# Problem statement
Retype the records that come next, word for word.

# The records

== == ==

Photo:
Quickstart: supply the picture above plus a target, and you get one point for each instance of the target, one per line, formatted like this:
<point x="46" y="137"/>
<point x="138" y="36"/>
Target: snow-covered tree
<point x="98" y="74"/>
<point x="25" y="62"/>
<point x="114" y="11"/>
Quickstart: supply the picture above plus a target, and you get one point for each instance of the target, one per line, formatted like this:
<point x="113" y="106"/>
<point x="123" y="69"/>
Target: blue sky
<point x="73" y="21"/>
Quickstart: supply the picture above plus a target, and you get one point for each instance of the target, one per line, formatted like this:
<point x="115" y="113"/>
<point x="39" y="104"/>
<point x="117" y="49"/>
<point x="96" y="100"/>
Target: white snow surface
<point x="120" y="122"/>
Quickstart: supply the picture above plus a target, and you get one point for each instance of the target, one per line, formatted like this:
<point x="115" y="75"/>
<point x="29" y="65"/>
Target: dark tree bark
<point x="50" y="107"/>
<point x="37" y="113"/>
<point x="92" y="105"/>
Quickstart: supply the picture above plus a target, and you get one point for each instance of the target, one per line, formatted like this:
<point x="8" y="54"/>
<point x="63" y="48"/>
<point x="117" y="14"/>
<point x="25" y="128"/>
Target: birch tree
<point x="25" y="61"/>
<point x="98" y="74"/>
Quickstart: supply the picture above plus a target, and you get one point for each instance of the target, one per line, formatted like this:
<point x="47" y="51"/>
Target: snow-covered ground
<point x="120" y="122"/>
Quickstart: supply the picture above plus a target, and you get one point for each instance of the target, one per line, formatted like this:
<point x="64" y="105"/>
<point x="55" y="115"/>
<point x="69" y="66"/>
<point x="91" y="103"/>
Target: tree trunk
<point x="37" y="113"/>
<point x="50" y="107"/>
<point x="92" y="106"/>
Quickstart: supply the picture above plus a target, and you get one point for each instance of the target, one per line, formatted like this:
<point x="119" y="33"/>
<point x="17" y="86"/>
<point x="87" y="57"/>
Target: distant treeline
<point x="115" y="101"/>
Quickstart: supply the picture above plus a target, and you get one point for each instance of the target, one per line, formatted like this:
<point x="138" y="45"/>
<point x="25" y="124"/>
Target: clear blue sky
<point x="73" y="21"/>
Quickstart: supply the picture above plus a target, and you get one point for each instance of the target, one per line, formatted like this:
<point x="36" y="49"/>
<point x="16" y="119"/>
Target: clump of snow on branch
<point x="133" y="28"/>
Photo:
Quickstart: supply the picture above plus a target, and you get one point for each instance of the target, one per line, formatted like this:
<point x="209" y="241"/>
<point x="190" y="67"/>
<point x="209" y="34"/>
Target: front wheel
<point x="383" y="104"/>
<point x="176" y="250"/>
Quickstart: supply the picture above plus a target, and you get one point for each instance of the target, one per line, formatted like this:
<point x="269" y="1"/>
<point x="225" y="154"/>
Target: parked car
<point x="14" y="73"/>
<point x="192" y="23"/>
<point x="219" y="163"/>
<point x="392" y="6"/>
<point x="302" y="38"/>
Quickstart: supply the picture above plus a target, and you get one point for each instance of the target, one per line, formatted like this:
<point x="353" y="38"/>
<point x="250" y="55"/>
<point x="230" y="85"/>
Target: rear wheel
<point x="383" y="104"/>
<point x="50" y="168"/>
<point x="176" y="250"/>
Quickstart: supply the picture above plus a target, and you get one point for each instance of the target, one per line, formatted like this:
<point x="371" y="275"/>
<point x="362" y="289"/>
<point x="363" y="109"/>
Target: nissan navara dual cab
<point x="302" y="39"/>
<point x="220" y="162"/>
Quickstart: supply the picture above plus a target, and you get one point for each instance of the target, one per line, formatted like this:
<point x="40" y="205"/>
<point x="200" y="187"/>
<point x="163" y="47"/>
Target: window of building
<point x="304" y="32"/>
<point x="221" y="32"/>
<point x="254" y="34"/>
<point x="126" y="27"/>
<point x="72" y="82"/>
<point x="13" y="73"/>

== == ==

# Solution for this exercise
Photo:
Quickstart: supply the picture above plus a target, and you get one point for each instance of the target, one per line, formatted like this:
<point x="46" y="137"/>
<point x="138" y="36"/>
Target: snow-covered tree
<point x="98" y="74"/>
<point x="25" y="62"/>
<point x="114" y="11"/>
Quickstart: supply the picture above plus a target, and you get one point for each instance of the target, one per line, formatted like this:
<point x="113" y="106"/>
<point x="123" y="69"/>
Target: blue sky
<point x="73" y="21"/>
Quickstart: supply the picture above plus a target, and you get one point for each instance of the target, one per line, formatted like this:
<point x="115" y="113"/>
<point x="39" y="104"/>
<point x="117" y="49"/>
<point x="96" y="100"/>
Target: white snow surface
<point x="120" y="122"/>
Quickstart: supply the picture above plus a target, and you get one point for each instance of the target, one per line, formatted like this:
<point x="115" y="75"/>
<point x="29" y="65"/>
Target: dark tree bark
<point x="50" y="107"/>
<point x="37" y="113"/>
<point x="92" y="105"/>
Quickstart: supply the picture above plus a target, and you get one point for each instance of the target, one per line, formatted like this:
<point x="8" y="54"/>
<point x="63" y="48"/>
<point x="117" y="14"/>
<point x="25" y="128"/>
Target: birch tree
<point x="25" y="61"/>
<point x="98" y="74"/>
Quickstart: supply the picture above plus a target, and you get one point for each instance of the target, one per line, formatted like this:
<point x="47" y="51"/>
Target: snow-covered ground
<point x="120" y="122"/>
Quickstart: supply the picture above plus a target, and you get one point for each instance of the target, one per line, formatted like this:
<point x="64" y="105"/>
<point x="55" y="115"/>
<point x="69" y="66"/>
<point x="91" y="103"/>
Target: tree trunk
<point x="37" y="113"/>
<point x="50" y="107"/>
<point x="92" y="106"/>
Quickstart: supply the picture above plus a target, and you get one point for each instance of the target, one per line, formatted like this:
<point x="119" y="33"/>
<point x="17" y="86"/>
<point x="87" y="57"/>
Target: distant treeline
<point x="115" y="101"/>
Quickstart: supply the picture above plus a target, and you get one point for each instance of the target, one per line, formatted like this:
<point x="138" y="45"/>
<point x="25" y="124"/>
Target: clear blue sky
<point x="73" y="21"/>
Quickstart: supply the picture above plus a target, and you get one point for each instance of the target, one per line, formatted like this:
<point x="36" y="49"/>
<point x="16" y="119"/>
Target: clump of snow on branch
<point x="133" y="28"/>
Photo:
Quickstart: supply the picture above plus a target, and you get one point for each instance of the target, one per line, formatted like this:
<point x="209" y="241"/>
<point x="190" y="67"/>
<point x="209" y="34"/>
Target: front wheel
<point x="383" y="104"/>
<point x="176" y="250"/>
Quickstart: supply the picture above plus a target, and you get one point for each instance of the target, one per line, formatted like this:
<point x="269" y="1"/>
<point x="225" y="154"/>
Target: parked car
<point x="14" y="73"/>
<point x="192" y="23"/>
<point x="219" y="163"/>
<point x="392" y="6"/>
<point x="302" y="38"/>
Quickstart: supply the picture above plus a target, and you get one point for each instance of the target, one per line, formatted like this:
<point x="353" y="38"/>
<point x="250" y="55"/>
<point x="230" y="85"/>
Target: rear wheel
<point x="383" y="104"/>
<point x="50" y="168"/>
<point x="176" y="250"/>
Quickstart: supply the picture above plus a target, and you get one point for each instance of the target, one per line, formatted like this:
<point x="371" y="275"/>
<point x="362" y="289"/>
<point x="363" y="109"/>
Target: nissan navara dual cab
<point x="302" y="39"/>
<point x="220" y="162"/>
Quickstart: supply the picture above plus a target, and you get one point for each instance of the target, one per line, formatted like this:
<point x="40" y="205"/>
<point x="200" y="187"/>
<point x="163" y="47"/>
Target: window of building
<point x="304" y="32"/>
<point x="221" y="32"/>
<point x="254" y="34"/>
<point x="126" y="27"/>
<point x="72" y="82"/>
<point x="13" y="73"/>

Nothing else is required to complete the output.